Write each line word for word, from the line that contains "Pick out the green" through the last line of the material below.

--- START Record extracts ---

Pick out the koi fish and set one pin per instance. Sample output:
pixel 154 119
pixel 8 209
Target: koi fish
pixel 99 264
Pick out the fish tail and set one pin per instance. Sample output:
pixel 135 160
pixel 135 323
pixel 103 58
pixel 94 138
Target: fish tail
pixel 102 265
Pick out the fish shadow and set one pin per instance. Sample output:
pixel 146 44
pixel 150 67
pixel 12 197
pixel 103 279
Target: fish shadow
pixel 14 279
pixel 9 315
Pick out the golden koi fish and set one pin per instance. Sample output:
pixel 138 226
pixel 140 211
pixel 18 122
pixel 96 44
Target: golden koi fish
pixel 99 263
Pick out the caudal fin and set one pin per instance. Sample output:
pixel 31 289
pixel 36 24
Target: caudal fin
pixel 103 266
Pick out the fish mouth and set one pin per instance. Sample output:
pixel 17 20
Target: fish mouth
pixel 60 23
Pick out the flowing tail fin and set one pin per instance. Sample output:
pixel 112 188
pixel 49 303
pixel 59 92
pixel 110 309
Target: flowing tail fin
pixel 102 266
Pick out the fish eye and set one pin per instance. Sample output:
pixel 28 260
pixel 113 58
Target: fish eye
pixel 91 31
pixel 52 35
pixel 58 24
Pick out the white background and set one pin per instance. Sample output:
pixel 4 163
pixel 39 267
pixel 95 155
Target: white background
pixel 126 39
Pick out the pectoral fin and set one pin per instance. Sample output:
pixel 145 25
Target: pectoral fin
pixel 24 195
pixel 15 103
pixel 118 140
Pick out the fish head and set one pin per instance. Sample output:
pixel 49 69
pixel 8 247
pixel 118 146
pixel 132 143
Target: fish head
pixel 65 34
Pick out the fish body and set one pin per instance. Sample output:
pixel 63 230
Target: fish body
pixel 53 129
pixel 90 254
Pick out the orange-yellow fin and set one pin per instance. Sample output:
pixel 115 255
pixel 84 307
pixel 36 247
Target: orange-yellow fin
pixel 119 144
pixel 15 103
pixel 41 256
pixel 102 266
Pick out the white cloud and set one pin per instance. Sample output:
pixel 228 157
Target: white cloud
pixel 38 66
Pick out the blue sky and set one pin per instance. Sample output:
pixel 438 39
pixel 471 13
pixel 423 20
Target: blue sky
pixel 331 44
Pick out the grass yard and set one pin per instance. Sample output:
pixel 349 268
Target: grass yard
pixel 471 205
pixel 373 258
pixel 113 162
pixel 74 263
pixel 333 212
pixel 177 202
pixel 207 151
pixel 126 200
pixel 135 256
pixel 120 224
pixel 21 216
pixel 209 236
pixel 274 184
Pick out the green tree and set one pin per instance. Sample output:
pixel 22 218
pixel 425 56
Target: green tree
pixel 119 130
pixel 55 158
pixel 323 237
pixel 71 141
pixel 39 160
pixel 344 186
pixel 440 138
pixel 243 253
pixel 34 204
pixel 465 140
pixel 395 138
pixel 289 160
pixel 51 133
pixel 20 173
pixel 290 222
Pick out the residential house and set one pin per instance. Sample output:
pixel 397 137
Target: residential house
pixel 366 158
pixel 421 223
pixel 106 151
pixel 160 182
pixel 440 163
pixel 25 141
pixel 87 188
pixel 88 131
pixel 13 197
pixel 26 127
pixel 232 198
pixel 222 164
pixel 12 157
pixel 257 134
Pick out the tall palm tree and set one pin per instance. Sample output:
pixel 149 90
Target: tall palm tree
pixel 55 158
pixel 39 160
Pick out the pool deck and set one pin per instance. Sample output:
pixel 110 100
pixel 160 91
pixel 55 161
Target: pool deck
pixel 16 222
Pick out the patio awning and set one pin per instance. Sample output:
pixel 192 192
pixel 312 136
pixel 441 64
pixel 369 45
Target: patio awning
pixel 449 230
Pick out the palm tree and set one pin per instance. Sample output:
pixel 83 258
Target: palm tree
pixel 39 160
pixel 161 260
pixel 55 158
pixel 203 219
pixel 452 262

--- END Record extracts ---

[Expected answer]
Pick out the green tree and set one pin per instance. Sample output:
pixel 22 218
pixel 425 56
Target: green tree
pixel 119 130
pixel 55 158
pixel 323 237
pixel 71 141
pixel 39 160
pixel 344 186
pixel 440 138
pixel 243 253
pixel 34 204
pixel 465 140
pixel 395 138
pixel 289 160
pixel 51 133
pixel 20 173
pixel 290 222
Pick out the residential house and set one pin per instance. Sample output:
pixel 397 137
Target: residential house
pixel 366 158
pixel 421 223
pixel 106 151
pixel 160 182
pixel 440 163
pixel 25 141
pixel 87 188
pixel 88 131
pixel 13 197
pixel 26 127
pixel 232 198
pixel 222 164
pixel 12 157
pixel 257 134
Pick out the tall palm tree and set one pin per instance. Sample output:
pixel 149 90
Target: tall palm tree
pixel 55 158
pixel 39 160
Pick out the pool deck and set one pin per instance. Sample output:
pixel 110 100
pixel 160 91
pixel 55 161
Target: pool deck
pixel 16 222
Pick out the patio awning and set one pin per instance. Sample output:
pixel 192 192
pixel 312 136
pixel 441 64
pixel 369 45
Target: patio awning
pixel 449 230
Pick out the palm tree and set one pin per instance. Sample output:
pixel 83 258
Target: palm tree
pixel 39 160
pixel 161 260
pixel 55 158
pixel 203 219
pixel 452 262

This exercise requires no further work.